Items from a dataset:
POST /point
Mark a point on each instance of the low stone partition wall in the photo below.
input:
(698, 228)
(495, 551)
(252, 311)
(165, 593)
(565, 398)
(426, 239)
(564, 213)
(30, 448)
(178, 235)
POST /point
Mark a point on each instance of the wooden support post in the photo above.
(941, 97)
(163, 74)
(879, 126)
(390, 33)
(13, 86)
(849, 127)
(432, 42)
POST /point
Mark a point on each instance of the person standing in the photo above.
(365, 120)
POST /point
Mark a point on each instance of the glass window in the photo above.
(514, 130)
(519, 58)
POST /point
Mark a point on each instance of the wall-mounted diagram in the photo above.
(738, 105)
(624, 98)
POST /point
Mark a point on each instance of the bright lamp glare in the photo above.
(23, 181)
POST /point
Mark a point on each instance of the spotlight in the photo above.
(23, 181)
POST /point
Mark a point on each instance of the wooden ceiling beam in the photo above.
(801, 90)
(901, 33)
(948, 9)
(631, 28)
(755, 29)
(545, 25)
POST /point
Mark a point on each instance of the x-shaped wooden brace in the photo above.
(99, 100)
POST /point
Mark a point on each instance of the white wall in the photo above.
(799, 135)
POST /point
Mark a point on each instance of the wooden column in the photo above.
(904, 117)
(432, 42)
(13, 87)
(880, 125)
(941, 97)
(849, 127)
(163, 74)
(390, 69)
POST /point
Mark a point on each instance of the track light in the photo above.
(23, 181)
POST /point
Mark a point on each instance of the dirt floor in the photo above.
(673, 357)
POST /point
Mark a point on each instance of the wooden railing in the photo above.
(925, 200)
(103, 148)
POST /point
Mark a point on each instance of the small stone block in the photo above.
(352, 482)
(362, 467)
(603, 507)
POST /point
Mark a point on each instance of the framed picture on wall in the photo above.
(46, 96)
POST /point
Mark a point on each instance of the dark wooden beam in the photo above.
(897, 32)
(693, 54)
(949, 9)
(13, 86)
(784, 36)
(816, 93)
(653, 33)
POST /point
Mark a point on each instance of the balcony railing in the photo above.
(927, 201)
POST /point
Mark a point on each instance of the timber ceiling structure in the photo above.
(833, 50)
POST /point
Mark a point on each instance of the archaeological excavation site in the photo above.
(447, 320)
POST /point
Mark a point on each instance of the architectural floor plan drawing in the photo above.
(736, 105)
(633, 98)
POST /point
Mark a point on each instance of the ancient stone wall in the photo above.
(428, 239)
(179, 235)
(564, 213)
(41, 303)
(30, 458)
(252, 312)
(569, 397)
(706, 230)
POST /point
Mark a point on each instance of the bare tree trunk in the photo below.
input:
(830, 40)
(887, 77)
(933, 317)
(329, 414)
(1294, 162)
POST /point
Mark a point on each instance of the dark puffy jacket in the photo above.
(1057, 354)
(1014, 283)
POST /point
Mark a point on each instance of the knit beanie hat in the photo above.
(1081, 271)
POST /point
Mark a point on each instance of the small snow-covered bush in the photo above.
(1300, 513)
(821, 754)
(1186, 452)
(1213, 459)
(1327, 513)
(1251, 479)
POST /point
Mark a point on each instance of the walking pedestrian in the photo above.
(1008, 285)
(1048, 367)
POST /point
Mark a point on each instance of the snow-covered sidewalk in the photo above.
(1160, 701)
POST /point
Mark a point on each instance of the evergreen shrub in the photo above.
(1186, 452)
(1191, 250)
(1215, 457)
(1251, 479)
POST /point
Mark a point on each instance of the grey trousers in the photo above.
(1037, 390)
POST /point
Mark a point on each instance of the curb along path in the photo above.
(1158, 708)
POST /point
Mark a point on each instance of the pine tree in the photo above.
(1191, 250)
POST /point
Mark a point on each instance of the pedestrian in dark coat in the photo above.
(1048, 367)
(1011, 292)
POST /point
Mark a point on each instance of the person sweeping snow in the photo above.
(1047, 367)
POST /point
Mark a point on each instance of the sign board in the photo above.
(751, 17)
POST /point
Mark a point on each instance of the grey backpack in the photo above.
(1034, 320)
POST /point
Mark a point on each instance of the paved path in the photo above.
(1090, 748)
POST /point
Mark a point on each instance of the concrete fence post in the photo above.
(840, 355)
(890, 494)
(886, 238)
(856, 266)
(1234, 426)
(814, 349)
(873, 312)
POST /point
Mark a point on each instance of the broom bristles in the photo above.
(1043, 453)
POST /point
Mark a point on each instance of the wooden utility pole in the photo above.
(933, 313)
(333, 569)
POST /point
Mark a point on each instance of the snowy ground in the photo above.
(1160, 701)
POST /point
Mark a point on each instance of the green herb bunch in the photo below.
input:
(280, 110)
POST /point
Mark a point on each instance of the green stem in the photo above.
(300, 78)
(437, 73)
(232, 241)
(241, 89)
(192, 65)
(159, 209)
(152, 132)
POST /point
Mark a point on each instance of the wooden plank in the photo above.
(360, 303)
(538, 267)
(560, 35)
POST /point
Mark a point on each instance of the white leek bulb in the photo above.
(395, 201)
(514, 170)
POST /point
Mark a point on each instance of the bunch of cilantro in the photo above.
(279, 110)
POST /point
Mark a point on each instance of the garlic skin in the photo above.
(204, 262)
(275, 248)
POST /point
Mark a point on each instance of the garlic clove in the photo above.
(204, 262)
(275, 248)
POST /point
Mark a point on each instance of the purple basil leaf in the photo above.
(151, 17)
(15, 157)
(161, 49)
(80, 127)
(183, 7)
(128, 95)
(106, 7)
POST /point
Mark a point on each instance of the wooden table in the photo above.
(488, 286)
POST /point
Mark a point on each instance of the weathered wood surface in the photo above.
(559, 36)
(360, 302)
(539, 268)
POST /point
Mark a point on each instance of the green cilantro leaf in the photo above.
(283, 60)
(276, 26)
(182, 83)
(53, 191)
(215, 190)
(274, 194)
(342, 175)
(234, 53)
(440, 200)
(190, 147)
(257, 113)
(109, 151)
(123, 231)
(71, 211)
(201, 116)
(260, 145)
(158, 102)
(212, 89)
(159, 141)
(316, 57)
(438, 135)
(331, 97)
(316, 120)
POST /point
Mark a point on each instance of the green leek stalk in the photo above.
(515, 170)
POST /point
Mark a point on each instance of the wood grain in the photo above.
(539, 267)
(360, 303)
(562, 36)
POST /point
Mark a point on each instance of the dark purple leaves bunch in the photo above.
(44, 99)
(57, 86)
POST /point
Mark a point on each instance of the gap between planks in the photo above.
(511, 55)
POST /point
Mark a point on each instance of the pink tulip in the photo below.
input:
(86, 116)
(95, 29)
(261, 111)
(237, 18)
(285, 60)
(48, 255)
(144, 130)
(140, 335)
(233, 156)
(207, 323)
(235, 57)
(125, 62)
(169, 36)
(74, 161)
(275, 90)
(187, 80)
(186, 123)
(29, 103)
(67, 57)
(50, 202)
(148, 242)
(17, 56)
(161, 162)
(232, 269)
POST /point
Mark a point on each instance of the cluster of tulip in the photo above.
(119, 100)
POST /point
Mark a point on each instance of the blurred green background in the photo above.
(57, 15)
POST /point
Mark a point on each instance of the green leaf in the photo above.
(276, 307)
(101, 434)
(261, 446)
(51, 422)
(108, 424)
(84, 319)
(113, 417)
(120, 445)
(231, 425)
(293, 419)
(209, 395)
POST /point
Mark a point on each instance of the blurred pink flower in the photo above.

● Directions for this task
Return each line of the records above exactly as it reads.

● Written answer
POST /point
Mark a point on each instance of the low stone partition wall in the photo below.
input:
(698, 228)
(495, 551)
(252, 311)
(165, 593)
(565, 398)
(426, 239)
(564, 213)
(30, 448)
(178, 235)
POST /point
Mark a point on each instance of the wooden support post in the photo above.
(941, 97)
(163, 74)
(879, 126)
(390, 33)
(13, 86)
(849, 127)
(432, 42)
POST /point
Mark a point on each instance of the person standing in the photo above.
(365, 120)
POST /point
Mark a point on each instance of the glass window in the photo above.
(514, 130)
(519, 58)
POST /point
Mark a point on each instance of the wall-mounted diagram in the photo above.
(738, 105)
(624, 98)
POST /point
Mark a point on each instance of the bright lamp glare in the photo above.
(23, 181)
POST /point
Mark a point on each instance of the spotlight in the photo above.
(23, 181)
POST /point
Mark a point on each instance of the wooden ceiling beam in the photo above.
(801, 90)
(901, 33)
(948, 9)
(631, 28)
(755, 29)
(545, 25)
POST /point
Mark a point on each instance of the x-shaped wooden brace in the photo above.
(99, 100)
POST /point
Mark a point on each instance of the white wall in the photo above.
(799, 135)
POST /point
Mark a point on each instance of the wooden column in the photo above.
(904, 117)
(432, 42)
(13, 87)
(880, 125)
(941, 97)
(849, 127)
(163, 74)
(390, 69)
POST /point
Mark a point on each instance of the track light in the photo above.
(23, 181)
POST /point
Mark a point on each instance of the dirt floor in the photo above.
(673, 357)
POST /point
Mark a point on each instance of the wooden railing in the photo above.
(925, 200)
(103, 148)
POST /point
Mark a point on each instance of the small stone block in the photo above.
(352, 482)
(362, 467)
(603, 507)
POST /point
Mark a point on each instance of the framed picture on wall in the photo above.
(46, 96)
POST /point
Mark a point on each instance of the dark wooden beam in the photo above.
(897, 32)
(693, 54)
(949, 9)
(13, 86)
(784, 36)
(816, 93)
(653, 33)
POST /point
Mark a point on each instance of the balcony railing in the photo above.
(927, 201)
POST /point
Mark a point on each instance of the timber ceiling structure in the photo above.
(833, 50)
POST /point
Mark a point on each instance of the archaeological excavation site in the photo above.
(447, 320)
POST /point
Mark a point on each instance of the architectural floor plan drawing in the photo above.
(736, 105)
(633, 98)
POST /point
Mark a point on each instance of the ancient stone wall in the photo above.
(428, 239)
(179, 235)
(564, 213)
(41, 303)
(30, 458)
(252, 312)
(569, 397)
(706, 230)
POST /point
Mark a point on each instance of the bare tree trunk in the photo below.
input:
(830, 40)
(887, 77)
(933, 317)
(329, 414)
(1294, 162)
POST /point
Mark a point on each instance of the dark puffy jacket in the photo above.
(1057, 354)
(1014, 283)
POST /point
Mark a point on each instance of the knit beanie hat in the photo above.
(1081, 271)
POST /point
Mark a point on each instance of the small snow-covered bush in the photo above.
(1300, 513)
(821, 754)
(1186, 452)
(1213, 459)
(1327, 513)
(1251, 479)
POST /point
Mark a point on each instance of the walking pedestrian in the photo above.
(1008, 285)
(1048, 367)
POST /point
Mark a point on each instance of the snow-covered sidewalk in the photo above.
(1160, 701)
POST /point
Mark a point on each instance of the evergreen shrub in the photo above.
(1186, 452)
(1191, 250)
(1215, 457)
(1251, 479)
POST /point
Mark a point on each instance of the grey trousers in the photo above.
(1037, 390)
POST /point
Mark a point on each instance of the curb along path in the photo above.
(1158, 708)
POST /point
Mark a point on each instance of the pine tree in the photo above.
(1191, 250)
POST /point
Mark a point on each instance of the pedestrian in dark coat in the photo above.
(1048, 367)
(1011, 292)
POST /point
Mark a point on each instance of the person sweeping snow in the photo above.
(1047, 367)
POST /point
Mark a point on each instance of the sign board in the photo above.
(751, 17)
POST /point
Mark a point on each instance of the grey backpack in the photo above.
(1034, 320)
POST /point
Mark a point on each instance of the paved path in the photo above.
(1090, 748)
POST /point
Mark a point on each instance of the concrete fence post in the photo above.
(840, 355)
(890, 494)
(886, 238)
(856, 266)
(1234, 426)
(814, 349)
(873, 312)
POST /point
Mark a point on each instance of the broom bristles in the photo above.
(1043, 453)
POST /point
Mark a point on each instance of the wooden utility pole in the photo above.
(933, 313)
(333, 569)
POST /point
Mark a point on each instance of the snowy ground in the photo above.
(1160, 701)
POST /point
Mark a point on each instance of the green herb bunch in the photo below.
input:
(280, 110)
POST /point
Mark a point on each instance of the green stem in the photo above.
(300, 78)
(437, 73)
(232, 241)
(241, 89)
(192, 65)
(159, 209)
(152, 132)
POST /point
Mark a point on each instance of the wooden plank in the photo above.
(360, 303)
(538, 267)
(560, 35)
POST /point
Mark a point on each instance of the white leek bulb in the photo above.
(395, 201)
(514, 170)
POST /point
Mark a point on each instance of the bunch of cilantro in the photo above.
(279, 110)
POST /point
Mark a point on each instance of the garlic skin in the photo above.
(204, 262)
(275, 248)
POST /point
Mark a point on each instance of the garlic clove in the photo above.
(204, 262)
(275, 248)
POST /point
Mark a point on each instance of the purple basil leaf in the photo above.
(151, 17)
(15, 157)
(161, 49)
(80, 127)
(183, 7)
(128, 95)
(106, 7)
POST /point
Mark a point on each instance of the wooden table in the photo above.
(488, 286)
POST /point
Mark a point on each instance of the weathered wood surface in the photo above.
(559, 36)
(360, 302)
(539, 268)
POST /point
Mark a point on each instance of the green cilantro leaf in the photo above.
(283, 60)
(276, 26)
(182, 83)
(53, 191)
(215, 190)
(274, 194)
(342, 175)
(234, 53)
(440, 200)
(190, 147)
(257, 113)
(109, 151)
(123, 231)
(71, 211)
(201, 116)
(260, 145)
(158, 102)
(212, 89)
(159, 141)
(316, 57)
(438, 135)
(331, 97)
(316, 120)
POST /point
Mark a point on each instance of the green leek stalk in the photo above.
(515, 170)
POST /point
Mark a point on each instance of the wood grain in the photo above.
(539, 267)
(360, 303)
(562, 36)
POST /point
Mark a point on each instance of the dark purple leaves bunch in the photo above.
(44, 99)
(57, 86)
POST /point
Mark a point on each instance of the gap between planks in the photo above.
(511, 55)
POST /point
Mark a point on each instance of the pink tulip in the photo below.
input:
(86, 116)
(95, 29)
(261, 111)
(237, 18)
(285, 60)
(48, 255)
(144, 130)
(140, 335)
(233, 156)
(207, 323)
(235, 57)
(125, 62)
(169, 36)
(74, 161)
(275, 90)
(187, 80)
(186, 123)
(29, 103)
(67, 57)
(50, 202)
(148, 242)
(17, 56)
(161, 162)
(232, 269)
POST /point
Mark a point on each instance of the cluster of tulip in the photo above.
(119, 100)
POST /point
Mark a point on each instance of the blurred green background in the photo above.
(57, 15)
POST /point
Mark a point on each instance of the green leaf in the photo above.
(276, 307)
(101, 434)
(261, 446)
(51, 422)
(108, 424)
(84, 319)
(113, 417)
(120, 445)
(231, 425)
(293, 419)
(209, 395)
POST /point
Mark a point on each instance of the blurred pink flower in the photo above.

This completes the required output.